**REQUIRED WORK**
Format the lines below as a numbered list, from the line with "Annotate each instance of the sliding" to the line with "x=265 y=332", both included, leaving out blank lines.

**INFORMATION PROVIDED**
◇ ◇ ◇ ◇ ◇
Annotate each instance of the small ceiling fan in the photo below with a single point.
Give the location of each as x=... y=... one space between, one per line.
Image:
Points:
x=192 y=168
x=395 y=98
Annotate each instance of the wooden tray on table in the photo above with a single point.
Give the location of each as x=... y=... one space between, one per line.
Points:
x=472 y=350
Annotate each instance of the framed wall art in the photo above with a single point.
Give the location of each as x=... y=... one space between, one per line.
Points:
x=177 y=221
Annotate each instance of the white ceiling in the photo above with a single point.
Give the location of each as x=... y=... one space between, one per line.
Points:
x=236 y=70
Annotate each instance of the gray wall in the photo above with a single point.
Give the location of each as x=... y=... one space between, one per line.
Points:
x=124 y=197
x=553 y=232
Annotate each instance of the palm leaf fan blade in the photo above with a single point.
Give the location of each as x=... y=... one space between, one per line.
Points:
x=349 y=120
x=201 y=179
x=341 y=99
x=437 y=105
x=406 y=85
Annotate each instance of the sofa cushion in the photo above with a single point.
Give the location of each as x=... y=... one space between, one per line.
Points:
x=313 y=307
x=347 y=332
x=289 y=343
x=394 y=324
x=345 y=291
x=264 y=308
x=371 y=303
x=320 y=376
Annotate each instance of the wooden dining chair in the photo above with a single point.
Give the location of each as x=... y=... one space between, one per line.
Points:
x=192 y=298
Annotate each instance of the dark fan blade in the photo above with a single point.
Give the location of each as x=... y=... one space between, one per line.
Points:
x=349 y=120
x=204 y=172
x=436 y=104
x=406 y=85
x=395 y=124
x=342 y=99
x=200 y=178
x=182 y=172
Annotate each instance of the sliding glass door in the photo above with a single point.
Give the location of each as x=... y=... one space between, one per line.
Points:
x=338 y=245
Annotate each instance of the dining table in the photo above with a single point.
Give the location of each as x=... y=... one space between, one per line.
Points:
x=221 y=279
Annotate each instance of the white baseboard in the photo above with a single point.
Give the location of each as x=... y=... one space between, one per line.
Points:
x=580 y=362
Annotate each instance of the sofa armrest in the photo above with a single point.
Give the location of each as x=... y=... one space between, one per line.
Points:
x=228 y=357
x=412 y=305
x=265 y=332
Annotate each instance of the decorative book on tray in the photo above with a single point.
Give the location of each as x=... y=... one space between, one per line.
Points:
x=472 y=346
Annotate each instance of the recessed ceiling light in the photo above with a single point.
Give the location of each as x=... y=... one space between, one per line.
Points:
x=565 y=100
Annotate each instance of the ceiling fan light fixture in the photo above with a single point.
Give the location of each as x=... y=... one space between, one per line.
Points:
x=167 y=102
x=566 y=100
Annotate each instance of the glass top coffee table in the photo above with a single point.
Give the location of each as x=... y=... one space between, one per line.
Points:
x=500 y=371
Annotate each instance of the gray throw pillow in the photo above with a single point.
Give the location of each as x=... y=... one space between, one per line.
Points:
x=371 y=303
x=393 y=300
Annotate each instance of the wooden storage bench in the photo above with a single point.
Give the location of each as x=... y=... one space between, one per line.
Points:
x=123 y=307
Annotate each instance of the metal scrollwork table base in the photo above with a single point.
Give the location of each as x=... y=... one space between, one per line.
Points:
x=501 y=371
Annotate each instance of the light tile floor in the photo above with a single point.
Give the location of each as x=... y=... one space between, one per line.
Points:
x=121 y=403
◇ ◇ ◇ ◇ ◇
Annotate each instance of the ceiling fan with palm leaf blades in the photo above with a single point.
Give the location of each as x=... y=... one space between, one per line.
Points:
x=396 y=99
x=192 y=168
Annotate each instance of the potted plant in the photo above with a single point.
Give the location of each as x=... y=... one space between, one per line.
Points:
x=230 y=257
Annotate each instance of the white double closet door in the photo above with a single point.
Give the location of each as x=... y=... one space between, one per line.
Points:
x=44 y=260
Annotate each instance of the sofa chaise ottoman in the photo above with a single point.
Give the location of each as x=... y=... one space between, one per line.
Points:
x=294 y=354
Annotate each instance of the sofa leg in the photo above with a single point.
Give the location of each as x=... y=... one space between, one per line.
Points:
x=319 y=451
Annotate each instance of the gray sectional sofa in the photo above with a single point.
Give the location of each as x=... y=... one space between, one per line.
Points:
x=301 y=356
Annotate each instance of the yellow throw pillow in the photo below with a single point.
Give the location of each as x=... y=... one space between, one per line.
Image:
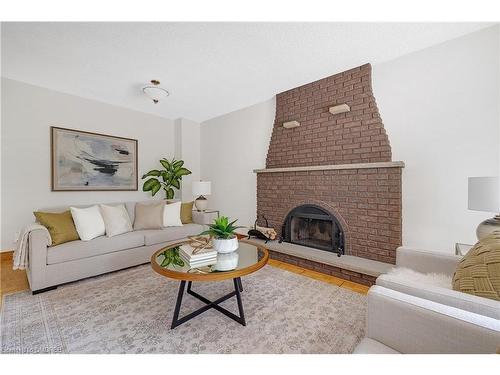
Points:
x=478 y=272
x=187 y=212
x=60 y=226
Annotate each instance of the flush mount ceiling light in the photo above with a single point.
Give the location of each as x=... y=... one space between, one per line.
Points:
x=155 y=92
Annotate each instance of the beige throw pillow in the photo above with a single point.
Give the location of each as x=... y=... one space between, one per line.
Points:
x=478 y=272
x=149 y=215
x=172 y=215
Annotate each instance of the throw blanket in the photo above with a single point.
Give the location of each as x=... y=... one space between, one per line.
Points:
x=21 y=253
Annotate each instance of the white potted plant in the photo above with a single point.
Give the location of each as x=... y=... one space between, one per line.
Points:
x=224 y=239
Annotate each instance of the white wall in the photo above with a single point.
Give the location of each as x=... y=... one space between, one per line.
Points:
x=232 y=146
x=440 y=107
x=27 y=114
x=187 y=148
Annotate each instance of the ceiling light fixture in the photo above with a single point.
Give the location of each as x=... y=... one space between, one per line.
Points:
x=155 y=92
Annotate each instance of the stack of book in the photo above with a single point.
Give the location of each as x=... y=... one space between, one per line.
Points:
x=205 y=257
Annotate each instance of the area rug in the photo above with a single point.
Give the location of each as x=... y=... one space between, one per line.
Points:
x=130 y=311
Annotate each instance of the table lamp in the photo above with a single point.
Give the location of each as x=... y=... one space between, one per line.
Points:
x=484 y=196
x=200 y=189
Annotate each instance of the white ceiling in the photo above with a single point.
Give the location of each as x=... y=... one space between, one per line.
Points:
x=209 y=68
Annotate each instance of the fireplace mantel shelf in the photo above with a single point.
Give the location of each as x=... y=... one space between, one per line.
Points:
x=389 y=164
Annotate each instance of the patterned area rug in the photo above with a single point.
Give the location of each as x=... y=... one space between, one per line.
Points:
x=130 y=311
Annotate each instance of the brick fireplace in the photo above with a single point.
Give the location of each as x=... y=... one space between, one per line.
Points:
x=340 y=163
◇ ◇ ◇ ◇ ◇
**ANSWER**
1. Annotate each instance of the sliding glass door in the photo above with a single point.
2. Give the location of each as x=... y=... one space between, one per line.
3. Points:
4. x=338 y=245
5. Annotate each instance of the dining table in the photo above with a single point.
6. Give the location of each as x=... y=... one space between, one per line.
7. Points:
8. x=221 y=279
9. Annotate each instance of the white baseboard in the photo above with a single point.
10. Give the location of each as x=... y=... one space between, one per line.
11. Points:
12. x=580 y=362
13. Annotate each instance of the sofa armrest in the photo above with a single point.
14. Give the location of each as x=... y=... one space between, one per line.
15. Points:
16. x=228 y=357
17. x=412 y=305
18. x=265 y=332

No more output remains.